## Objective
Reproduce nothing but the closing run of lines: the line with "the pirelli logo" and each line that follows it to the end of the data.

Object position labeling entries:
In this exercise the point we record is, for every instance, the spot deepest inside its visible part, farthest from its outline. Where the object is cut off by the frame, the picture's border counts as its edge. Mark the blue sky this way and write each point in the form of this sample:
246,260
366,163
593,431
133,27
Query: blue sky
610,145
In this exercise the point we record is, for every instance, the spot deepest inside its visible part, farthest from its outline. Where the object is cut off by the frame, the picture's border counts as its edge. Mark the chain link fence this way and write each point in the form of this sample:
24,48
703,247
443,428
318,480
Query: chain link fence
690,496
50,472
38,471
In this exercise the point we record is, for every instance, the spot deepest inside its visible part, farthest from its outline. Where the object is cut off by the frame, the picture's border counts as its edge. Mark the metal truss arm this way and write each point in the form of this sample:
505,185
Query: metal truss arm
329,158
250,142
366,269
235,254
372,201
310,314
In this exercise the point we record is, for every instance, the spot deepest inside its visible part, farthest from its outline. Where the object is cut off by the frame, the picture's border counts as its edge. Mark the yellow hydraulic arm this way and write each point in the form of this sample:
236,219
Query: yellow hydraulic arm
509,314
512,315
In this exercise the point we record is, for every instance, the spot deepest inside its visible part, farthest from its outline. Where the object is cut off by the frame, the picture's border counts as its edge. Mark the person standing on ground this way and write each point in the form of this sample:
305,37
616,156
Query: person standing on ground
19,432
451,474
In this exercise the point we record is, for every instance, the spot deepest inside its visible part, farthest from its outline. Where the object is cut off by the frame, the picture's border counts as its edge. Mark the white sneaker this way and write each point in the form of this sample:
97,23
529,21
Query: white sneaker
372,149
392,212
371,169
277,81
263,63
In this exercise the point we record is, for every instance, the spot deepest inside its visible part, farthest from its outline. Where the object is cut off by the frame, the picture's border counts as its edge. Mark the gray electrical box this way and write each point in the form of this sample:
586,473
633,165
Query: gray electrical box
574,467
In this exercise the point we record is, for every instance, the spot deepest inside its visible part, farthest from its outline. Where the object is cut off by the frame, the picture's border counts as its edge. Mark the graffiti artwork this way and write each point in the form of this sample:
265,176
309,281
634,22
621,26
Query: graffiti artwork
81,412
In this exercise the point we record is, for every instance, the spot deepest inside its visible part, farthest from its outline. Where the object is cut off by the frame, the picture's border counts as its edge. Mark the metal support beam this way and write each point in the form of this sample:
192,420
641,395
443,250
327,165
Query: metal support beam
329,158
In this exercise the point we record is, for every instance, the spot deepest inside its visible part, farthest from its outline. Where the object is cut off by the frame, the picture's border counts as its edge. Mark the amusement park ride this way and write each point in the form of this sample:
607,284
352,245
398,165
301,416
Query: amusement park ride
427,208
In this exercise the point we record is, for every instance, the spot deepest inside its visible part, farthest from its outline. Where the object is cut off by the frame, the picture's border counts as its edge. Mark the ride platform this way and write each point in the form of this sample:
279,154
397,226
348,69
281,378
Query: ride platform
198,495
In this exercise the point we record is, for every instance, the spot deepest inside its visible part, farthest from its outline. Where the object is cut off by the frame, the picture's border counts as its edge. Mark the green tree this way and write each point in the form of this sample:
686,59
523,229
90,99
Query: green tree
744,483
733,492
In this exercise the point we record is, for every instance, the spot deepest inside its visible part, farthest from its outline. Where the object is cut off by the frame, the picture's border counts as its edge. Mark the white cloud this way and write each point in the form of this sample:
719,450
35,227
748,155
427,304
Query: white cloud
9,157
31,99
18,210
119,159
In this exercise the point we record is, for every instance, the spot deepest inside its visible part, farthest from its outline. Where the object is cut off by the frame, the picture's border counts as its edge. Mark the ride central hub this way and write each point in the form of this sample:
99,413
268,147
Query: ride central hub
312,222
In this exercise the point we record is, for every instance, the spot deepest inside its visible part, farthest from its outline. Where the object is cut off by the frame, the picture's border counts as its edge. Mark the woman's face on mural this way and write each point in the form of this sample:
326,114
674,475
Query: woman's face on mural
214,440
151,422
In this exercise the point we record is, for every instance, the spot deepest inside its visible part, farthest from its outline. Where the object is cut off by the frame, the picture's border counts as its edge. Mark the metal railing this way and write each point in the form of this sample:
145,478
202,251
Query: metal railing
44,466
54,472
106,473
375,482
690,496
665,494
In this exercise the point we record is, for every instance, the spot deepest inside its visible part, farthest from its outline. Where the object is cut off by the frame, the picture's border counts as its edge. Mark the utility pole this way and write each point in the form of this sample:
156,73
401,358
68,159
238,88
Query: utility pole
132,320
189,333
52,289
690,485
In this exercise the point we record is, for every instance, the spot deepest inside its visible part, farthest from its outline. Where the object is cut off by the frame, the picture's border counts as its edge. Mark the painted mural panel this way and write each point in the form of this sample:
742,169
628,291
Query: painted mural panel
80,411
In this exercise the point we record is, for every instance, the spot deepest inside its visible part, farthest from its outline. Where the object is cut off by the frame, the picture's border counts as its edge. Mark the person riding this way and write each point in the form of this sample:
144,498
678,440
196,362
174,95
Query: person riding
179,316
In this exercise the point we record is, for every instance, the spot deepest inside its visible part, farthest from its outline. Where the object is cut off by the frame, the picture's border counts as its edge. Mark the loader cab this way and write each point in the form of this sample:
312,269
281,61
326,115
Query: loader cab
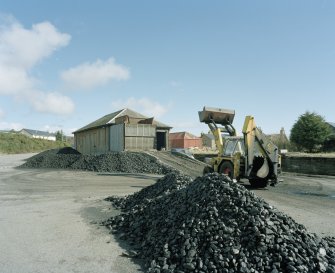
233,145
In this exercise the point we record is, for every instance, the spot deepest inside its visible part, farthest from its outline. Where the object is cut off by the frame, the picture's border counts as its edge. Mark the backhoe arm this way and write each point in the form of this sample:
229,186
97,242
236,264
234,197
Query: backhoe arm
256,142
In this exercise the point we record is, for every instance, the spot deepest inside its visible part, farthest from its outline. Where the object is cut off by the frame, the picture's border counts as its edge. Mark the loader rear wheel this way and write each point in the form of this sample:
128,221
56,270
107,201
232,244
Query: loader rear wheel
258,182
207,169
227,168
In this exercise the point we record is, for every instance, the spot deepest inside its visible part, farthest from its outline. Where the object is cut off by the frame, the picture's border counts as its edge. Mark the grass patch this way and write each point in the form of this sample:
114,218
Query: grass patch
14,143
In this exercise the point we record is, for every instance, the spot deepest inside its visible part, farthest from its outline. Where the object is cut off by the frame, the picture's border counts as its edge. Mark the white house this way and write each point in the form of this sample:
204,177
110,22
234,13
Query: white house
38,134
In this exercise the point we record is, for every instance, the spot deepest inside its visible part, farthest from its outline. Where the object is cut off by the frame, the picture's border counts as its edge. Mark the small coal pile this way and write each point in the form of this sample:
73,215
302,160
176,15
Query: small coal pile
171,182
123,162
215,225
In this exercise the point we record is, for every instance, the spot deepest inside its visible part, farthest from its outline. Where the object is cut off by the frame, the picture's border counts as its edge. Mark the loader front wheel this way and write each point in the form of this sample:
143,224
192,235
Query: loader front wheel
227,168
258,182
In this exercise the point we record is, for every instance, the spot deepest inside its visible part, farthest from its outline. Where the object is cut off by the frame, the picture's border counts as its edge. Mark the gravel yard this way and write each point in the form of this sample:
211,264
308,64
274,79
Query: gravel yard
50,219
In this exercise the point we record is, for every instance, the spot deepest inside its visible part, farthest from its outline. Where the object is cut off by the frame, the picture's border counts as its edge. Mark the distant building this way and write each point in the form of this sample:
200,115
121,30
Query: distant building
281,140
38,134
184,140
122,130
208,140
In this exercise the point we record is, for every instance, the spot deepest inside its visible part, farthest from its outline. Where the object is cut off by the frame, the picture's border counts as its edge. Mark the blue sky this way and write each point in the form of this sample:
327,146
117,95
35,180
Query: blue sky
64,64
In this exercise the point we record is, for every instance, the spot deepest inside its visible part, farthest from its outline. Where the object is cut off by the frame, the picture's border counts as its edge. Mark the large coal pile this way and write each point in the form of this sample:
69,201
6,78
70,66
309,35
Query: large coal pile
123,162
169,183
214,225
55,158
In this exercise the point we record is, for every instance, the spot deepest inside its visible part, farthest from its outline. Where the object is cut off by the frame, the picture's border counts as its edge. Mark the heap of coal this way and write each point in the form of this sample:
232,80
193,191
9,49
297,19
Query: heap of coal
215,225
171,182
124,162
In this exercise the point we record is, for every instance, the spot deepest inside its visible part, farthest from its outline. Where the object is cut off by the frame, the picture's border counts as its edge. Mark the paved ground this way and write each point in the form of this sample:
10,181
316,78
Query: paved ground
48,217
48,220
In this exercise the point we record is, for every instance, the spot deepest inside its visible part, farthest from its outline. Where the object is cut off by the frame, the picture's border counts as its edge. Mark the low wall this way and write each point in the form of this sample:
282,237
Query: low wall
309,164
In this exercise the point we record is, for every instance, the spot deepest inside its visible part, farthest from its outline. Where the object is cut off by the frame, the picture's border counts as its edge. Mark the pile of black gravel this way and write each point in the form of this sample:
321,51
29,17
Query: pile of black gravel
123,162
215,225
55,159
171,182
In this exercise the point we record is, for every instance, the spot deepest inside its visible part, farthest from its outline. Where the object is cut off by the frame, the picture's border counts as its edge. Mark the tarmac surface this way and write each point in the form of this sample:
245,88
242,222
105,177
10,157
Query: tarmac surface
49,218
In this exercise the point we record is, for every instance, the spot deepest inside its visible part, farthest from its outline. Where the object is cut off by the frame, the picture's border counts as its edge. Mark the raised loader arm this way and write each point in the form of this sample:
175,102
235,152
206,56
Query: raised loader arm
214,116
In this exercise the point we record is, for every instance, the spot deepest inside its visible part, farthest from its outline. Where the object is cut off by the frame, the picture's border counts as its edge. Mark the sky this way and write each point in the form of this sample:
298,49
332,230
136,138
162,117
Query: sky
64,64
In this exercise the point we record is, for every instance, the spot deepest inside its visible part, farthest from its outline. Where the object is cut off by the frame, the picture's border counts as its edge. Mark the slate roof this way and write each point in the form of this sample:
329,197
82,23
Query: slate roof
110,119
182,135
210,136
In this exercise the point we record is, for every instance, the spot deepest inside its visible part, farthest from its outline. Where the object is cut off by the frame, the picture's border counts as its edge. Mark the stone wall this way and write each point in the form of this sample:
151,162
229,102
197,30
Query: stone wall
309,164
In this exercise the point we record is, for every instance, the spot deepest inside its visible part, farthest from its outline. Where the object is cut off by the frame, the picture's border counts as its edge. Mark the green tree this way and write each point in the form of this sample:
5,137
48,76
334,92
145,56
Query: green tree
60,136
310,132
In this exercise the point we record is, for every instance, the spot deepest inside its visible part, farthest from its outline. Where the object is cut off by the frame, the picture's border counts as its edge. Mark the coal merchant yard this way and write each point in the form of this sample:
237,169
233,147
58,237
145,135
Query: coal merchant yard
167,136
123,200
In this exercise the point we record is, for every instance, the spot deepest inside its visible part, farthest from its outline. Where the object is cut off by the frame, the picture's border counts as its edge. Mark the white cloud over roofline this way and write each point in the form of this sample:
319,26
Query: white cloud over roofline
89,75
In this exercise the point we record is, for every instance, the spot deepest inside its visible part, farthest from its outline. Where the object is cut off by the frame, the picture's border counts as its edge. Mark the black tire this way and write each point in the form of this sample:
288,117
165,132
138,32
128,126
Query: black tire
207,169
227,168
258,182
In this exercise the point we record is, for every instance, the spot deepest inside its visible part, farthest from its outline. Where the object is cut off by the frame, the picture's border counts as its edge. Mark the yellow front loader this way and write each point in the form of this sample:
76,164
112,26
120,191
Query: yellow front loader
252,156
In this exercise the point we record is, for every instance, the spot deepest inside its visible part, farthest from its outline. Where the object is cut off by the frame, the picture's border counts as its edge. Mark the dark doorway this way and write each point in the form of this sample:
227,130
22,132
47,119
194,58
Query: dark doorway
161,140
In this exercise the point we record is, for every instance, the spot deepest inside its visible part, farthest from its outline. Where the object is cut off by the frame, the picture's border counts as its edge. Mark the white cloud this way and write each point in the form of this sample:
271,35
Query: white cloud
54,103
144,105
89,75
11,126
175,84
55,128
21,49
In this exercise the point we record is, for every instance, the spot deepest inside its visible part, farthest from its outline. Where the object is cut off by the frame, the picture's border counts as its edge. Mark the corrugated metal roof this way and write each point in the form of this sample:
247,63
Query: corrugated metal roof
37,132
182,135
110,119
210,136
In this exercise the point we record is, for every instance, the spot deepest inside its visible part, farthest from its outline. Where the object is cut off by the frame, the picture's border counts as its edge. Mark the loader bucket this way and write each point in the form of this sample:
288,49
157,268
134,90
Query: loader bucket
218,115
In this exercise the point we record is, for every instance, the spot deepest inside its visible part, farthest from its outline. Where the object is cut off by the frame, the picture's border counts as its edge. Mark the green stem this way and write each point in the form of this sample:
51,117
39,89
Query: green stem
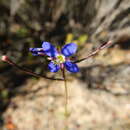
66,100
66,93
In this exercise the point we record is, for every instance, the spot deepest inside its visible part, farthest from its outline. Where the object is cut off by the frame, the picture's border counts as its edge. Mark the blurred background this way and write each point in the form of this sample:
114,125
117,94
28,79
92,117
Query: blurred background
98,94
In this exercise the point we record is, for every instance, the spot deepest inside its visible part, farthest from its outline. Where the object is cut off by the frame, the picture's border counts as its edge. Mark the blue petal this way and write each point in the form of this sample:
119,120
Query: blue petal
69,49
49,49
35,51
72,67
53,67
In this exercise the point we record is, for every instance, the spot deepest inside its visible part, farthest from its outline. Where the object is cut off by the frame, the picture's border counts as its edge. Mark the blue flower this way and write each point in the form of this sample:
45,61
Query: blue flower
59,60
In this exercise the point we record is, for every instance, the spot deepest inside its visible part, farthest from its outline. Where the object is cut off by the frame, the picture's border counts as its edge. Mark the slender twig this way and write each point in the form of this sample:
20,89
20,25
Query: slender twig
105,45
9,61
66,92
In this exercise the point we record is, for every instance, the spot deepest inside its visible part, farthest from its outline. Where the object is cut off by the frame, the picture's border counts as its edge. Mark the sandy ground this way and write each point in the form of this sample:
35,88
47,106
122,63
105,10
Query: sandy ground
98,99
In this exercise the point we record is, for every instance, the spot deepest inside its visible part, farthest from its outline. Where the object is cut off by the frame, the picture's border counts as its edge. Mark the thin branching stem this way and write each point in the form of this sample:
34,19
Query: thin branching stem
9,61
105,45
66,99
66,92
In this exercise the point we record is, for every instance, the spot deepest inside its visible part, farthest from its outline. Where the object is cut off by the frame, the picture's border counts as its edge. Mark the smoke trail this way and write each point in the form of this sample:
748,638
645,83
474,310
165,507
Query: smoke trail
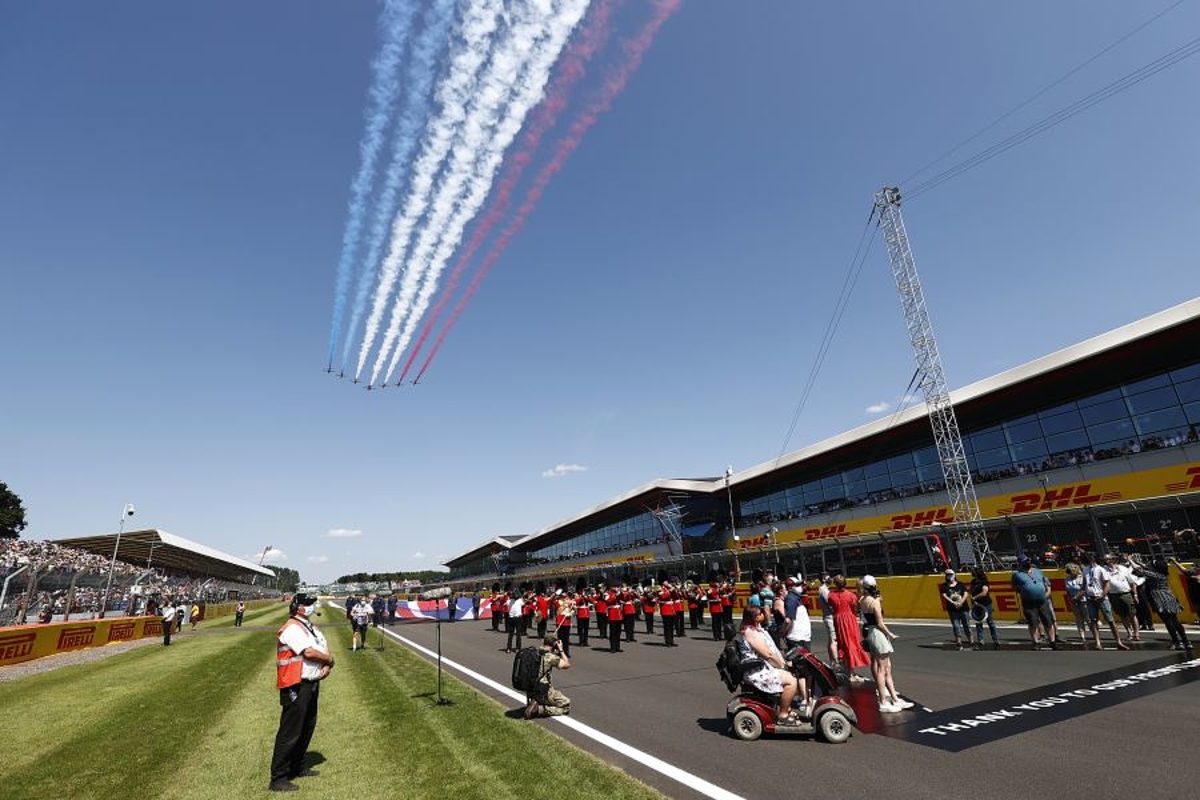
394,24
479,23
529,78
591,38
612,86
421,72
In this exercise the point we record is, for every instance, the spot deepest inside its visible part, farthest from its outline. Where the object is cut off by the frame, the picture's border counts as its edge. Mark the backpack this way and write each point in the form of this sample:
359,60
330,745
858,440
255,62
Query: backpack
729,666
527,669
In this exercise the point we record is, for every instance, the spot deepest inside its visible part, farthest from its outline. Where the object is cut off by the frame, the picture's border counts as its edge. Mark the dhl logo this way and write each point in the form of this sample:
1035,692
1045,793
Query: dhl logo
754,541
121,632
826,531
1057,498
76,637
16,647
922,518
1192,482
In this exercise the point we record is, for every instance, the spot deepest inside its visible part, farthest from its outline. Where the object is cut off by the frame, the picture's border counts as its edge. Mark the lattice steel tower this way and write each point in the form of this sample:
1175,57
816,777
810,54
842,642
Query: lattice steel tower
972,541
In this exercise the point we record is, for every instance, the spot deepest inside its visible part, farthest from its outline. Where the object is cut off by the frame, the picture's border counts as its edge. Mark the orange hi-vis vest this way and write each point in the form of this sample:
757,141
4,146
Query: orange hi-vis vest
288,663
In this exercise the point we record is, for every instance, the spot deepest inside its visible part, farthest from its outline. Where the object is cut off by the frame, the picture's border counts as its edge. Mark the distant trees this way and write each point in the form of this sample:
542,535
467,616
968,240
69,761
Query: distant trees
424,576
12,513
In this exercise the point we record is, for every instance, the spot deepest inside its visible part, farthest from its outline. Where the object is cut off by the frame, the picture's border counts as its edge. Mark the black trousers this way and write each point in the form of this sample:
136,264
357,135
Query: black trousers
513,626
613,636
298,720
564,636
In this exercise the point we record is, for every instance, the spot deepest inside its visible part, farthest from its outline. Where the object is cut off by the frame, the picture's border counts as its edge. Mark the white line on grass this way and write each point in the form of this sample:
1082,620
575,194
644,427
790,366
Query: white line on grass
657,764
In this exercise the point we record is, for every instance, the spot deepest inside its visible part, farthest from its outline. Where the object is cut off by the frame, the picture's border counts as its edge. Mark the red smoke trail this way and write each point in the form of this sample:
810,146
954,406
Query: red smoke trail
612,86
573,65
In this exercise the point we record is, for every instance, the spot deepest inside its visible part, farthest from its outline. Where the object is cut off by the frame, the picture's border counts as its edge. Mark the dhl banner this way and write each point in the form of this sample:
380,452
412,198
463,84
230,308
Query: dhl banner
1131,486
28,642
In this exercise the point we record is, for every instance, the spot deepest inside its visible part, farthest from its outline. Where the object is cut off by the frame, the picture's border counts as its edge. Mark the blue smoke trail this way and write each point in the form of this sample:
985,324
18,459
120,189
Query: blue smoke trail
421,73
395,22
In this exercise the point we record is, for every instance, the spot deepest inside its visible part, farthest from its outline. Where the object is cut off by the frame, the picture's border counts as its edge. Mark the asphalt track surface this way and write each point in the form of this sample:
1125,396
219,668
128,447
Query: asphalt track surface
670,703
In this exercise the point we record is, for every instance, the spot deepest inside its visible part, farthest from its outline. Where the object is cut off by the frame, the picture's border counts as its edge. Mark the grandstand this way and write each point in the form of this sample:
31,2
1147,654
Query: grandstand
1090,447
65,578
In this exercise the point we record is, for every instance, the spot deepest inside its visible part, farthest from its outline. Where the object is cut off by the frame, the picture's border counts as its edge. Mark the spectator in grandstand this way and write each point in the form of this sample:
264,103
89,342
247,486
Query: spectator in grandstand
304,660
982,606
1096,590
845,620
1033,589
772,674
1122,596
167,615
549,701
1157,588
954,596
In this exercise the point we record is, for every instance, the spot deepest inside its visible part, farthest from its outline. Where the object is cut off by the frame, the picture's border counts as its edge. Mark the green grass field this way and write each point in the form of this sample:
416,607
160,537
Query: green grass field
198,719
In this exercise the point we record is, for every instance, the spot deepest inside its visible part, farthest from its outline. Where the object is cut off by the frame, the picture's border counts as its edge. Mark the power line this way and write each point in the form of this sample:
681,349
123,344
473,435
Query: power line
1062,115
1039,92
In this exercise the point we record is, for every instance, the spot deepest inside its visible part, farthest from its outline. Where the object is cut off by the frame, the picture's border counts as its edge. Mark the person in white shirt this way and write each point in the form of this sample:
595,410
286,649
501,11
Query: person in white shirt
360,620
514,624
1096,594
1122,596
303,661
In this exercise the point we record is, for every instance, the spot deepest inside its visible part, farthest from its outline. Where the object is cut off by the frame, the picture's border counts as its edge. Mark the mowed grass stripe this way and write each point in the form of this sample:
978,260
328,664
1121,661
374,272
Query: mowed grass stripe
232,758
474,749
129,743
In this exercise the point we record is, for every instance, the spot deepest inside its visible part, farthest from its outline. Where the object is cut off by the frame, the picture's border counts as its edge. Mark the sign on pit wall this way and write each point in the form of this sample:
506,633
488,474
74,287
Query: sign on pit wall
28,642
1132,486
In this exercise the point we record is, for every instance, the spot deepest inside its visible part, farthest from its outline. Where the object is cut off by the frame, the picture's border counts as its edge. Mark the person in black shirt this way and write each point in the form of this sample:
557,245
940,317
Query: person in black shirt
981,606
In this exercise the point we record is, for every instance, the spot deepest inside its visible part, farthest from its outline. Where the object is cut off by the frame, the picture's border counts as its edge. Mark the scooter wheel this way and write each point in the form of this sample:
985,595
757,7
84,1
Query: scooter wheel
747,725
834,727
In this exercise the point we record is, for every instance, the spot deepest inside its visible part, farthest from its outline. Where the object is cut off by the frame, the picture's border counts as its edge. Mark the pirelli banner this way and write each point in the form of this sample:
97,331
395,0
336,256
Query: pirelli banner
28,642
1131,486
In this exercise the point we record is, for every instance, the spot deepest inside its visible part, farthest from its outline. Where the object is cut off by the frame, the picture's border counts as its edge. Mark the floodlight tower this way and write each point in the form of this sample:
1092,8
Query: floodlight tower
971,537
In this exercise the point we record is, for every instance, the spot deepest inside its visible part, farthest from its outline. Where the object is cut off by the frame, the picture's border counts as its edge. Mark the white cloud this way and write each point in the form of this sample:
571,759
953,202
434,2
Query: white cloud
342,533
563,469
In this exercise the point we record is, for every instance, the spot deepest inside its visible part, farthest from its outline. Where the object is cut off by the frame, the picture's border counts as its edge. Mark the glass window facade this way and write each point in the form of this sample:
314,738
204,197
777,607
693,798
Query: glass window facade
633,531
1158,411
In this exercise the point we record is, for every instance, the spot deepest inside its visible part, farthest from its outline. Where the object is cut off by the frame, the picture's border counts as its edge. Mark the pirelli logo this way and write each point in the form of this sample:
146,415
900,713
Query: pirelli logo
1065,497
17,647
121,631
79,636
1192,482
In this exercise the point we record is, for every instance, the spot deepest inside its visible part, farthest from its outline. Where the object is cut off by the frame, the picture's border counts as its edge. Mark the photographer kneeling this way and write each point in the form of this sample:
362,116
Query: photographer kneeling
547,701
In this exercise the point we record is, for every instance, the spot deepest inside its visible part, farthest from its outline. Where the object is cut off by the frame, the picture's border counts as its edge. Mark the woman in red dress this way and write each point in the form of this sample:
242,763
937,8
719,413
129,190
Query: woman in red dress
845,623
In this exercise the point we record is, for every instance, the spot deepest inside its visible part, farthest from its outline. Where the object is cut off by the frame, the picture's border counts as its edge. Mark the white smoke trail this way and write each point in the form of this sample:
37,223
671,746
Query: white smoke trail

## Result for this exercise
In this exercise the point we record is, for every instance, the spot deepest inside its visible part, farthest from its outline. Where the object is cut off by the frame, the picture's border counts as its edge. Mark the pirelli logo this way and write each point in the form of this sample:
146,415
900,713
Query: pirelli logo
1065,497
17,647
121,631
79,636
1192,482
In this exercise the point we record is, for every instance, the spot deepest inside its visible part, farthest from its outline. Where the object is cut off by the frame, the picture's border counts as its edge. Mark the photographer kneeling this way and write each point in the form of this sample:
362,116
Query: photographer kneeling
547,701
In this exercise the point we record is, for every instance, the spot deepest inside its visible part, farthest from its outline. Where the object is cut off by the frame, the picture's border counts as its edge. Mark the woman in red dress this way and write each point in the form of this sample:
242,763
937,8
719,413
129,190
Query: woman in red dress
845,623
In this exercise the point we record is, for every instance, the spot deepest inside its visible part, farthest from its outline. Where the object is cut off by the frame, the picture's border counts as its edge. Mark the white smoke trail this way and write each point in the form of this sample:
37,223
671,746
Query: white smoke trail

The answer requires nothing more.